## To-do list
1 > According to the text on Bangladesh's investment regulation, on what date did Parliament pass the Bangladesh Investment Development Authority Bill 2016?
2 > Extend the text on Bangladesh's investment regulation by writing what comes after its final sentence.

## Text section

====================

The Bangladesh Investment Development Authority (BIDA)—a merger of the Board of Investment (BOI) and the Privatization Commission (PC)—was formed in accordance with the Bangladesh Investment Development Authority Bill 2016 passed by Parliament on July 25, 2016. The bill established BIDA as the lead private investment promotion and facilitation agency in Bangladesh. The move came amid complaints about redundancies in the BOI’s and the PC’s overlapping mandates and concerns that the PC had not made sufficient progress. BIDA hopes to become a “one-stop shop” for investors and a “true” investment promotion authority rather than simply follow the referral service-orientation of BOI. Currently, BIDA is not yet a one-stop shop and companies must still seek approvals from relevant line ministries
Bangladesh has achieved incremental progress in using information technology to improve the transparency and efficiency of some government services and to develop independent agencies to regulate the energy and telecommunication sectors. Some investors cited government laws, regulations, and implementation as impediments to investment. The government has historically limited opportunities for the private sector to comment on proposed regulations. In 2009, Bangladesh adopted the Right to Information Act that provides for multilevel stakeholders consultation through workshops or media outreach. Although the consultation process exists, it is still weak and subject to further improvement.
Ministries do not generally publish and release draft proposals to the public. However, several government organizations, including the Bangladesh Bank (central bank), BIDA, the Ministry of Commerce, and the Bangladesh Telecommunications Regulatory Commission have occasionally posted draft legislation and regulations online and solicited feedback from the business community. In some instances, parliamentary committees have also reached out to relevant stakeholders for input on draft legislation. The media continues to be the main information source for the public on many draft proposals. There is also no legal obligation to publish proposed regulations, consider alternatives to proposed regulation, or solicit comments from the general public.
Regulatory agencies generally do not solicit comments on proposed regulations from the general public; however, when a consultation occurs, comments may be received through public media consultation, feedback on websites (e.g., in the past, the Bangladesh Bank received comments on monetary policy), focus group discussions, or workshops with relevant stakeholders. There is no government body tasked with soliciting and receiving comments, but the Bangladesh Government Press of the Ministry of Information is entrusted with the authority of disseminating government information to the public. The law does not require regulatory agencies to report on the results of consultations and, in practice, regulators do not generally report the results. Widespread use of social media in Bangladesh has created an additional platform for public input into developing regulations and government officials appear to be sensitive to this form of messaging.

====================

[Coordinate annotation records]

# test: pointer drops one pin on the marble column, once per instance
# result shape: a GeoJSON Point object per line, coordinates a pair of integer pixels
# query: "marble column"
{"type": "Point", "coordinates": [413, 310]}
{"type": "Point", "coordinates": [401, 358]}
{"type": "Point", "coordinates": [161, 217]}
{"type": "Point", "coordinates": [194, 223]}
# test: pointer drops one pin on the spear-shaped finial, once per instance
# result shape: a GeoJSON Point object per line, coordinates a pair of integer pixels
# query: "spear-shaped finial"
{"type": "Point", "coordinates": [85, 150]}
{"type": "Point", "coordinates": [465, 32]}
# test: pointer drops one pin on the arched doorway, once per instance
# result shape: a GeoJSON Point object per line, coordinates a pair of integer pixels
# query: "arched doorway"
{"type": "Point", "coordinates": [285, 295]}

====================

## Answers in order
1 > July 25, 2016.

2 >
The government printing office, The Bangladesh Government Press (http://www.dpp.gov.bd/bgpress/ ), publishes the weekly “Bangladesh Gazette” every Thursday. The gazette provides official notice of government actions, including the issuance of government rules and regulations and the transfer and promotion of government employees. Laws can also be accessed at http://bdlaws.minlaw.gov.bd/ .
Bangladesh passed the Financial Reporting Act of 2015 which created the Financial Reporting Council (FRC) in 2016 in an aim to establish transparency and accountability in the accounting and auditing of financial institutions. However, the FRC is not fully functional as the regulations that will govern the accountings, earning reports, and disclosure of companies have not yet been formulated. Accounting practices and quality varies widely in Bangladesh. Internationally known and recognized firms have begun establishing local offices in Bangladesh and the presence of these firms is positively influencing the accounting norms in the country. Some firms are capable of providing financial reports audited to international standards while others maintain unreliable (or multiple) sets of accounting reports. Regulatory agencies also do not conduct impact assessment of proposed regulations; hence, regulations are often not reviewed on the basis of data-driven assessments. National budget documents are not prepared according to internationally accepted standards.
International Regulatory Considerations
The Bay of Bengal Initiative for Multi-Sectoral Technical and Economic Cooperation (BIMSTEC) aims to integrate regional regulatory systems between Bangladesh, India, Burma, Sri Lanka, Thailand, Nepal, and Bhutan. However, efforts to advance regional cooperation measures have stalled in recent years and regulatory systems remain uncoordinated.
Local law is based on the English common law system but most fall short of international standards. The country’s regulatory system remains weak and many of the laws and regulations are not enforced and standards are not maintained.
Bangladesh has been a member of the World Trade Organization (WTO) since January 1995. The WTO requires all signatories to the Agreement on Technical Barriers to Trade (TBT) to establish a National Inquiry Point and Notification Authority to gather and efficiently distribute trade-related regulatory, standards, and conformity assessment information to the WTO Member community. Bangladesh Standards and Testing Institute (BSTI) has been working as the National Enquiry Point for the WTO-TBT Agreement since 2002. There is an internal committee on WTO affairs in BSTI and it participates in the notification activities to WTO through the Ministry of Commerce and the Ministry of Industries.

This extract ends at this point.